Thursday, May 21, 2009

Flex Spending Accounts-Worth the Hassle?

I don't know exactly why, but my medical Flexible Spending Account administrators have suddenly become audit crazy.

The medical FSA is a great idea on paper. I am no tax expert so I will not attempt to explain them; the link above does a great job. But let's say I want to have $3,000. in the account at the beginning of the year. The administrator gives you (in our plan) a debit card and on January 1 the administrator loads 3,000. on the card. Each paycheck (and I am paid biweekly) they take a deduction out and at the end of the year they have taken out the $3,000. to fund the account. But you have the $3,000. in full to spend on January 1 and it is pre-tax. You can use the money on any qualified medical expense. Need to pay a doctor's co pay? Swipe the card. Need a prescription? Swipe the card.

Downside? Of course. If you don't spend the $3,000 (or whatever you put in) by the end of the year, it is lost. But (unfortunately) we don't have that problem.

Natural-language object grounding data:
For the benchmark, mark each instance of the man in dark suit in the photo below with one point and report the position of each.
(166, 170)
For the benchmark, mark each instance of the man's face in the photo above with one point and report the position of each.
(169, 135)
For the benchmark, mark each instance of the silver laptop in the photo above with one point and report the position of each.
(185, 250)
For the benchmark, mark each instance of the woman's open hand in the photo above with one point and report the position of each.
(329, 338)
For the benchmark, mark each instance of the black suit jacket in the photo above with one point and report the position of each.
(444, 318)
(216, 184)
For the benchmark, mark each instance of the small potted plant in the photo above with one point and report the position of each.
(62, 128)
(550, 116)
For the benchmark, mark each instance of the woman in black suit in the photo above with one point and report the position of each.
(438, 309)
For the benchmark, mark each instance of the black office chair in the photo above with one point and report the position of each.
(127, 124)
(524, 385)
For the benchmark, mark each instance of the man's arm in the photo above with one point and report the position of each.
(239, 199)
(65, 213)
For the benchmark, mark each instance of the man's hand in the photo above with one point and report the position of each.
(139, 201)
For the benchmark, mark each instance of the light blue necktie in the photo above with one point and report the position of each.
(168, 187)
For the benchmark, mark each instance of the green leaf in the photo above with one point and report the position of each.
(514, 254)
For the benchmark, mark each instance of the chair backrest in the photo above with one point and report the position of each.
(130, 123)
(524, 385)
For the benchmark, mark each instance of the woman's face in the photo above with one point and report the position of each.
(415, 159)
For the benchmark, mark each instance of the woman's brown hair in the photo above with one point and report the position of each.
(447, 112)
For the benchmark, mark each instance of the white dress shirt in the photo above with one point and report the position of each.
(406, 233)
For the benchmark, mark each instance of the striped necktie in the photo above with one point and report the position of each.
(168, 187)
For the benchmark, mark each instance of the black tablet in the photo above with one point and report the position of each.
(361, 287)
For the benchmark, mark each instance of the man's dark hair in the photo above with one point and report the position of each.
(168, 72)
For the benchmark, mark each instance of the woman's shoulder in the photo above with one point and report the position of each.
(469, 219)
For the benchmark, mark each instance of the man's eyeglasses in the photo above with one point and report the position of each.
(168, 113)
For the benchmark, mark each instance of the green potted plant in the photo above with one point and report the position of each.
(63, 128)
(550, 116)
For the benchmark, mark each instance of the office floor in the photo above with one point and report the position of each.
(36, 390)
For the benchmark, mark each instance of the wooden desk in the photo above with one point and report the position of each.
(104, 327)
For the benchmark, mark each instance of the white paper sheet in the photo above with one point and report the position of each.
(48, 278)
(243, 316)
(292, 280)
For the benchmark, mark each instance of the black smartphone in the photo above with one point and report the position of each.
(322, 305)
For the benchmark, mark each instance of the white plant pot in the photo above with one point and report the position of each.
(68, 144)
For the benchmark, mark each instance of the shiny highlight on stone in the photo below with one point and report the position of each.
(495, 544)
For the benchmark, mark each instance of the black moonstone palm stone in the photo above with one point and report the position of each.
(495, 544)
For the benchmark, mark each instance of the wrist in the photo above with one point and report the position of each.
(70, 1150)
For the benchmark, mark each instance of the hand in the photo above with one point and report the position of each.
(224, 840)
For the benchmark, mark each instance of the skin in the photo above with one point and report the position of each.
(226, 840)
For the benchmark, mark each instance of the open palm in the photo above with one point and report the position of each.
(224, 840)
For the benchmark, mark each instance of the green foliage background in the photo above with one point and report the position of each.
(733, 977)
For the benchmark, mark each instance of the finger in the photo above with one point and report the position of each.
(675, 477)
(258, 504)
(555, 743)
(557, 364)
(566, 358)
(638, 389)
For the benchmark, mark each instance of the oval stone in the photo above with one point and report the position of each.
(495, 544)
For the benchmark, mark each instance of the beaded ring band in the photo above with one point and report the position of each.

### [Exercise]
Quote every sentence in the post about flexible spending accounts that ends with a question mark, including the title.

### [Exercise answer]
- Flex Spending Accounts-Worth the Hassle?
- Need to pay a doctor's co pay?
- Need a prescription?
- Downside?